* _Фрагмент документа_:
· · ·
Г. Ю. Мне кажется, что Аксенова будут любить, помнить и знать не из-за его московского корпуса. “Московская сага” это все-таки очень экспортоориентированная вещь, это семейная сага, написанная с расчетом на популярность за рубежом. “Ожог”… ну, “Ожог” немного устарел, как каждый текст, написанный на пике моды, сегодня выглядит старомодно. А “Москва-ква-ква” вообще, к сожалению, довольно плохой роман. Мы с моими студентами читаем раннего Аксенова: “Звездный билет”, “Коллеги”, “Затоваренная бочкотара”. По-моему, эти книги Аксенова – ясные, с чистым человеческим голосом – останутся. А ко всему, что было написано позже, есть много вопросов. Наверное, лучше всего я помню роман “Москва-ква-ква”, про который я уже писала как критик. И этот роман, на мой взгляд, написан с очень большой нелюбовью к Москве. Василий Павлович хотел написать, как Москва его, провинциального мальчика, отторгала, не любила, и как он чувствовал себя в ней некомфортно, и в ней правили бал всякие плохие люди. По-моему, так и получилось. То есть это в некотором смысле “антимосковский” текст.
С. В. Наши мнения совпадают и по отношению к “Доктору Живаго”, и к “Мастеру и Маргарите”.
Г. Ю. Но я хорошо отношусь к “Петербургу” Андрея Белого. Я люблю “Петербург”, но не перечитывала его с шестнадцати лет и никогда не буду перечитывать. Я его тогда любила и не хочу портить впечатление.
· · ·
* _Исходные материалы_:
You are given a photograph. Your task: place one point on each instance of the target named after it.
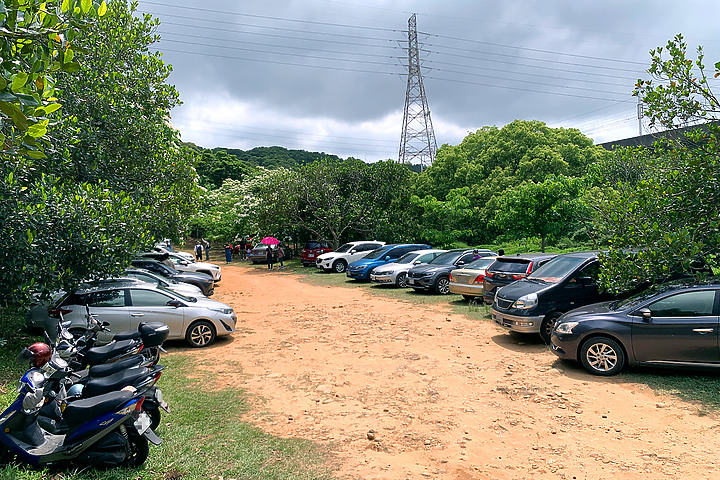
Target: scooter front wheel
(139, 451)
· · ·
* _Ваше задание_:
Переименуйте «Андрея Белого» в «Андрея Битова» и приведите фрагмент беседы целиком: всё от «Г. Ю. Но я хорошо» вплоть до «хочу портить впечатление.».

* _Результат выполнения_:
Г. Ю. Но я хорошо отношусь к “Петербургу” Андрея Битова. Я люблю “Петербург”, но не перечитывала его с шестнадцати лет и никогда не буду перечитывать. Я его тогда любила и не хочу портить впечатление.